_Exercise instructions_
Copy out the line containing "Labeling guideline: look at the image above and mark any mulch" and each line after it, through the last one in the material, exactly as written.

_Supplied material_

▬▬▬▬▬▬▬▬▬▬

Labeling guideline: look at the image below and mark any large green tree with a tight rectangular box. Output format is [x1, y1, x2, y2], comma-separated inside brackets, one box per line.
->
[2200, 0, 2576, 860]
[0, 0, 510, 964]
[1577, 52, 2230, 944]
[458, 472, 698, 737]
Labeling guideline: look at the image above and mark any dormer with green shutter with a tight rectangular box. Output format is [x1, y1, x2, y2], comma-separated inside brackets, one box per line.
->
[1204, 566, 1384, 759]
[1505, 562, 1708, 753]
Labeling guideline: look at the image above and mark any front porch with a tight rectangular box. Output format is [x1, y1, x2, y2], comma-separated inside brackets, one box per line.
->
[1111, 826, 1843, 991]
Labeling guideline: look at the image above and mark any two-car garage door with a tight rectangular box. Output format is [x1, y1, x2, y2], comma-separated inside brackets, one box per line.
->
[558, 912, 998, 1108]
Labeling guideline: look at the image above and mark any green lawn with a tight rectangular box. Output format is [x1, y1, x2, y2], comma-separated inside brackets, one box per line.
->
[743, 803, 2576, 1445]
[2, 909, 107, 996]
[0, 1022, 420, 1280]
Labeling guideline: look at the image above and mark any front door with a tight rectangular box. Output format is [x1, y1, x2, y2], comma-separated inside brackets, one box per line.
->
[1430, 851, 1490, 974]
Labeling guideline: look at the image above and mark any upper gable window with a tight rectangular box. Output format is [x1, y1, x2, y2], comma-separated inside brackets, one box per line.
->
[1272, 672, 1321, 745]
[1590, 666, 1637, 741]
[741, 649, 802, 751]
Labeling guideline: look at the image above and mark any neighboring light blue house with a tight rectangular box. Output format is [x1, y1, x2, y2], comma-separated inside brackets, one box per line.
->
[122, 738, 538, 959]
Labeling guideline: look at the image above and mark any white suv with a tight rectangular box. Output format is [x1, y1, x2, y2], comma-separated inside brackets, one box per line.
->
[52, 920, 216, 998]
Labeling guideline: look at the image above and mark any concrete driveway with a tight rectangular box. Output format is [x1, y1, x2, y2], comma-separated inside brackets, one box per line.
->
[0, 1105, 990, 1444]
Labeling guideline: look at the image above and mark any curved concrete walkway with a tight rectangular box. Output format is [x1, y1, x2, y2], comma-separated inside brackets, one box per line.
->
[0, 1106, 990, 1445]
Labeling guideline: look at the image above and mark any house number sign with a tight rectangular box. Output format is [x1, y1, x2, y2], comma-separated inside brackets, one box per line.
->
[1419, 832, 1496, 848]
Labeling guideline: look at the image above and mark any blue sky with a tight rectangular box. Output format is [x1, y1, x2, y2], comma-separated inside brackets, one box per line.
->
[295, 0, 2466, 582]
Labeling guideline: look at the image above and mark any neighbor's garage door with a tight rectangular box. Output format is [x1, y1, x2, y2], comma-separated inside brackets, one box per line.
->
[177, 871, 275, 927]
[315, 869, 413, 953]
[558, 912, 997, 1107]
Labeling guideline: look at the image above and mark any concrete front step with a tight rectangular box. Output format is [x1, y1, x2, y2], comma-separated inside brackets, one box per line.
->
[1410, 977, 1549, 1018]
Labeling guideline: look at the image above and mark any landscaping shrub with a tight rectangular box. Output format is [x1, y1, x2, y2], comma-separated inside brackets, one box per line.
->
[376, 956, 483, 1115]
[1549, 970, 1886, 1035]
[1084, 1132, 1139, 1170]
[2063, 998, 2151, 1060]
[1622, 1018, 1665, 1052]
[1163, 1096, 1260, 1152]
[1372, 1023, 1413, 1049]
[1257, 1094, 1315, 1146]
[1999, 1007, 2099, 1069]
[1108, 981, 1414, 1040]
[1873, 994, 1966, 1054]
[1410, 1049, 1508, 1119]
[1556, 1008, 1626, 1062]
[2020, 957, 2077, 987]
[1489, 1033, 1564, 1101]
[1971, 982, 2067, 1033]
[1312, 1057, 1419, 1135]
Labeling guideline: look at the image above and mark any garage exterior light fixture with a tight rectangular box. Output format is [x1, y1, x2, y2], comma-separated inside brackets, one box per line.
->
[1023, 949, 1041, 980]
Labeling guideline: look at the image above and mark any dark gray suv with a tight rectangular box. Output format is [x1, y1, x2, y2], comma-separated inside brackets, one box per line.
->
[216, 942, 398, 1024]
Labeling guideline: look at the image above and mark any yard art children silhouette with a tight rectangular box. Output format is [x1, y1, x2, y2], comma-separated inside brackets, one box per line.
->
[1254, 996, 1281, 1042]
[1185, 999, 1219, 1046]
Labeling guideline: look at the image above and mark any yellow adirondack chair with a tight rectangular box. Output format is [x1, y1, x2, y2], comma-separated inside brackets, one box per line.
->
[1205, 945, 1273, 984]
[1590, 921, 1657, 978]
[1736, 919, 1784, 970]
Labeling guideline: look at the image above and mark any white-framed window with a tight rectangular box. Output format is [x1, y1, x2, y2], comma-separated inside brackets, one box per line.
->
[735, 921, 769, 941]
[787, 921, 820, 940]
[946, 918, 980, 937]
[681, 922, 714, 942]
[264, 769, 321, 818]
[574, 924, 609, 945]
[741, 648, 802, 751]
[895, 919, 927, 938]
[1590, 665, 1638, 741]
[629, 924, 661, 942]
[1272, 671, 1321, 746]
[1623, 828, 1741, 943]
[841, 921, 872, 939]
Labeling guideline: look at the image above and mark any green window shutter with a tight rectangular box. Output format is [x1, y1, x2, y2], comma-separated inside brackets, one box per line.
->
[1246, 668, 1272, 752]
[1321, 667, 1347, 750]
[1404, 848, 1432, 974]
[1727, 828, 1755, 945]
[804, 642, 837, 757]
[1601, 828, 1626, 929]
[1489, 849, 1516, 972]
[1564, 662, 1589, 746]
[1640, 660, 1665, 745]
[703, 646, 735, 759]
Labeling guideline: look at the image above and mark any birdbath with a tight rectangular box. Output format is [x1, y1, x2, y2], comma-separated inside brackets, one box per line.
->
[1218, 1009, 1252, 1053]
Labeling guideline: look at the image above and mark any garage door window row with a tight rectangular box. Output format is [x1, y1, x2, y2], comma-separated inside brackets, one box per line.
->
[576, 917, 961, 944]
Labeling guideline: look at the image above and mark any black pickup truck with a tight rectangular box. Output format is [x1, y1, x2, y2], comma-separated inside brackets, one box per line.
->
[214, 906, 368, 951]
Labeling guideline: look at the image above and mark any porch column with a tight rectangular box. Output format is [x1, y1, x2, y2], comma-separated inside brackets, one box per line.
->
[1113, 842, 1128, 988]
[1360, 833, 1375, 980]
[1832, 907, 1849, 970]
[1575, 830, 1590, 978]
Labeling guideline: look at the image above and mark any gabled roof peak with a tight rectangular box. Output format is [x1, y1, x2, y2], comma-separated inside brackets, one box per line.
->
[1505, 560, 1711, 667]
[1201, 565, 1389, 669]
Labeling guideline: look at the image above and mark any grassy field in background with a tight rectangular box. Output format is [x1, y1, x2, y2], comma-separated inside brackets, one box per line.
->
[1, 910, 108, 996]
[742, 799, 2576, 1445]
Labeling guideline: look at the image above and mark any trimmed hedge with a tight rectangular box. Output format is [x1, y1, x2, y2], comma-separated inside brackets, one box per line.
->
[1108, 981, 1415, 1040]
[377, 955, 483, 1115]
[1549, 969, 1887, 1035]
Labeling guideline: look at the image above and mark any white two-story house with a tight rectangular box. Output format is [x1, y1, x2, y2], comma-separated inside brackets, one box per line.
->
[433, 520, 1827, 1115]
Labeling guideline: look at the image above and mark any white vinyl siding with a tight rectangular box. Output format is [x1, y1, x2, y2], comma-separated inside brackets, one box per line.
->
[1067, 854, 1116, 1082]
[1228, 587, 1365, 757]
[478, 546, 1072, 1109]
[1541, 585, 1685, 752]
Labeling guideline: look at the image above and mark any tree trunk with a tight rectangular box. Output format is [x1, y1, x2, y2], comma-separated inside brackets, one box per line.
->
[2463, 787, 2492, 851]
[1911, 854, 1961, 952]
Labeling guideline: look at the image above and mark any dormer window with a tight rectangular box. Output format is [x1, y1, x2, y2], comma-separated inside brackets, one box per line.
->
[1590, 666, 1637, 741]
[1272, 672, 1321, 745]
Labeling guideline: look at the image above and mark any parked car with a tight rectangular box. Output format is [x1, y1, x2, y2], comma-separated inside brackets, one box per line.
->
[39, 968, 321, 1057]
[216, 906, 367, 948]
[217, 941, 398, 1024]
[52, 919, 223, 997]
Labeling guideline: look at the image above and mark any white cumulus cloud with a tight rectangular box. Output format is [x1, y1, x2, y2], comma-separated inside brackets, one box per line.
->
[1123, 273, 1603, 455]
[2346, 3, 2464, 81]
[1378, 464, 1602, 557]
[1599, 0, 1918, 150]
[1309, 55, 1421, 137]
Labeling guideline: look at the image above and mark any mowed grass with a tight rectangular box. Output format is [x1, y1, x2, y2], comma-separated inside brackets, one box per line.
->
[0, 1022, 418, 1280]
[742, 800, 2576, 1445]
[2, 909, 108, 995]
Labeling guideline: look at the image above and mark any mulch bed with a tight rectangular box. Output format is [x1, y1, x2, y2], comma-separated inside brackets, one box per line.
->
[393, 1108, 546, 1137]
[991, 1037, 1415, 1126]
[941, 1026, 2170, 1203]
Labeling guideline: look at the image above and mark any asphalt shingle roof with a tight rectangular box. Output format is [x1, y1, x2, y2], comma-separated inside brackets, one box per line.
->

▬▬▬▬▬▬▬▬▬▬

_Answer for this exercise_
Labeling guideline: look at the image above and mark any mulch bed with a tight rectangular box. Output format is [x1, y1, x2, y2], comma-separated inside brackets, one box per line.
->
[393, 1108, 546, 1137]
[991, 1037, 1415, 1126]
[941, 1026, 2170, 1203]
Labeling guideline: look at the image above and mark any asphalt shingle roof with a tight rectangular box. Output format is [x1, y1, x2, y2], comma-separated inside brackets, one box per line.
->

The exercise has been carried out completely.